▶ WHAT NEEDS TO BE DONE
Reproduce each of the entries below word for word, but leave out the pictures.

(Object position labeling entries)
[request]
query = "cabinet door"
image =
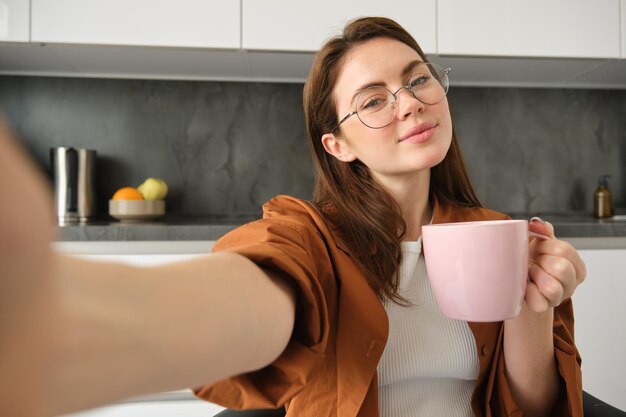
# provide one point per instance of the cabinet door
(600, 314)
(184, 23)
(289, 25)
(553, 28)
(14, 20)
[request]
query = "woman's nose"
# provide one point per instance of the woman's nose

▶ EXERCISE OUTPUT
[request]
query = "cabinet door"
image =
# provide one point per instance of the cabinet door
(600, 314)
(184, 23)
(289, 25)
(553, 28)
(14, 20)
[request]
query = "woman's nose"
# provide one point per instance of the woman's nose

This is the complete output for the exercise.